Nation-states remain the key actors in the world. In today’s world-system, even though transnational corporations and organizations play an important role, governments that act in the name of nations are the actors that shape political-economic-cultural realities at global, national, and local levels. For citizens to have an effective voice, they must act in relation to the government of their particular nation. Such quasi-leftist notions as “global citizen” or a “world without borders” are idealistic, disconnected from real political dynamics unfolding in international affairs.
In most nations, the government represents the elite rather than the people, with the consequence that the people have limited influence. In representative democracies, elite political domination is recognized as a systemic problem, such that organizations of civil society have emerged to give some voice to the people, or at least certain sectors of the people. In civil society and other public contexts, space is granted to the people to debate and discuss secondary issues, which do not address questions of elite power and its structural sources. Many of the secondary issues are important, but by and large they do not threaten the political power of the elite.
In representative democracies, public discussion of secondary issues can fall into dysfunctional ideological division. Often this situation is stimulated by the elite, when there is elite concern that the discussion of secondary issues may turn to the question of elite power. Such is the current situation with respect to the United States of America.

## EXTRACTED RECORDS:
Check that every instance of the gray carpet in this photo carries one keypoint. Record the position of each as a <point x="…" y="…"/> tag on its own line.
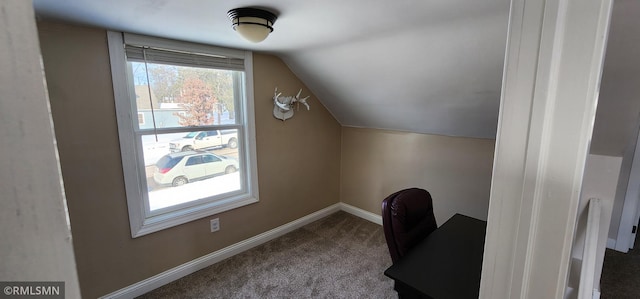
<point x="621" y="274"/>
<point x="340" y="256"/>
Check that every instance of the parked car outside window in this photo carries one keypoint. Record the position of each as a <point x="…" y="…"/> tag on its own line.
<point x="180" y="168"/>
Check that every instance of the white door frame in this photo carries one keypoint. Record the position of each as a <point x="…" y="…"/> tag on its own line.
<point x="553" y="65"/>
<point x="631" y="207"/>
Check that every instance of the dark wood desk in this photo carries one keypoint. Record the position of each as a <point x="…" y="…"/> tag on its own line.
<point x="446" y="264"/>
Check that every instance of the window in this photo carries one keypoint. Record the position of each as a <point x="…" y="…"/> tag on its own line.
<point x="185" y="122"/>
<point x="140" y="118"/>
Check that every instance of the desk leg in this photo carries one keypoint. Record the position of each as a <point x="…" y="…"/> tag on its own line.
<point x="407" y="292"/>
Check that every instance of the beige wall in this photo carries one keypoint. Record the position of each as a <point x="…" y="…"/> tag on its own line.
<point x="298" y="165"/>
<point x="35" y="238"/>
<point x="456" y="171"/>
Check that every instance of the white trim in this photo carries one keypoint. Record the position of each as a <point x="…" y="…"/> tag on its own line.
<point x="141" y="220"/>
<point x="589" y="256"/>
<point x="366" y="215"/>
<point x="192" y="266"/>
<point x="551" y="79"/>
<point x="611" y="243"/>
---
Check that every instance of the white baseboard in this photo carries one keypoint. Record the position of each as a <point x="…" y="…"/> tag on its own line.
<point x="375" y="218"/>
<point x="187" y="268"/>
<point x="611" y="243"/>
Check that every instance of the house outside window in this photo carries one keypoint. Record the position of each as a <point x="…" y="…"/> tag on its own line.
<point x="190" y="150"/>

## TASKS TO COMPLETE:
- 1) Type out the passage on nation-states word for word, starting at the words "In representative democracies, public" and stopping after "States of America.".
- 2) In the passage on nation-states, which levels does it say governments shape realities at? List each one.

## TASK-BY-TASK RESULTS:
- 1)
In representative democracies, public discussion of secondary issues can fall into dysfunctional ideological division. Often this situation is stimulated by the elite, when there is elite concern that the discussion of secondary issues may turn to the question of elite power. Such is the current situation with respect to the United States of America.

- 2)
- global
- national
- local